>>

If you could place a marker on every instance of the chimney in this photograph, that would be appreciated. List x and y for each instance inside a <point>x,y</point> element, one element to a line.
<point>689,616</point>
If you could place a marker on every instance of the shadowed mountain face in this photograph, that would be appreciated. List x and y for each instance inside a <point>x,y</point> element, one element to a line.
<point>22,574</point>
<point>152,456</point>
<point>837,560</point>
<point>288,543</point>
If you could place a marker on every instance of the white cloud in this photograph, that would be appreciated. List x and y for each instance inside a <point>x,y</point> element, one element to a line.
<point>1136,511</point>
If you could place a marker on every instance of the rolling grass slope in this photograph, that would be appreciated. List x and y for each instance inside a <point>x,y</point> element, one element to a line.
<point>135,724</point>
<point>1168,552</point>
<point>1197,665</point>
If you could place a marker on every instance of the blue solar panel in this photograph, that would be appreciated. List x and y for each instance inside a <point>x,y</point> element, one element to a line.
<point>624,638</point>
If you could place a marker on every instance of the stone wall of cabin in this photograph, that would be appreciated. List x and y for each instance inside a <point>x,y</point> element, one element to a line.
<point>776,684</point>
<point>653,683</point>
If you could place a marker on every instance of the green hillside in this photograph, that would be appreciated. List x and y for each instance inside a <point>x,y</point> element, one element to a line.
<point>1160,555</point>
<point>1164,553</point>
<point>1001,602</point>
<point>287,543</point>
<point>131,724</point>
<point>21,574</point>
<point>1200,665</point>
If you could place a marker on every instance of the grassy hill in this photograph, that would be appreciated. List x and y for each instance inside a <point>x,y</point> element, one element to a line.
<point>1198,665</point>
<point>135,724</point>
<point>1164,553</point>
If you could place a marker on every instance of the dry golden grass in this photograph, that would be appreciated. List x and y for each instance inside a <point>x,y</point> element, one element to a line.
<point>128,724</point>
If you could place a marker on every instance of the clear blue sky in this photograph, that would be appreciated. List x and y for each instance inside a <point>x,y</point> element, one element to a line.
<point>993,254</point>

<<

Give back exactly the lines from the line containing "of the blue" to the end of the entries, and no other lines.

Task answer
If you could place a marker on every instance of the blue solar panel in this photograph, that would be appreciated. List x and y for each instance inside a <point>x,y</point> element, one element to a line.
<point>624,638</point>
If you could place a marker on every instance of the stone wall of cabin in this photograph, that would be appreciated. List x and y for each instance inside a <point>x,y</point> element, one element to a line.
<point>776,684</point>
<point>653,683</point>
If you could place a marker on every instance of the green hillside in this photograph, that would be appreciated. List x and y for each instance inside a <point>x,y</point> element, one element to a line.
<point>1160,555</point>
<point>1164,553</point>
<point>1001,602</point>
<point>287,543</point>
<point>131,724</point>
<point>21,574</point>
<point>1200,665</point>
If you could place a marker on every instance of the grassy hill in this photograph, that would be appreciated. List x and y for each instance inside a <point>x,y</point> element, one element to a line.
<point>1198,665</point>
<point>135,724</point>
<point>1164,553</point>
If you could place a marker on every instance of the dry golden grass in this photograph, that would be appreciated. List x and y for each instance inside a <point>x,y</point> element, one element to a line.
<point>128,724</point>
If you could place a marker on every instance of the clear blue sky in this photograph, that would be appreciated. List x and y for each instance inside a <point>x,y</point> element, one element to a line.
<point>993,254</point>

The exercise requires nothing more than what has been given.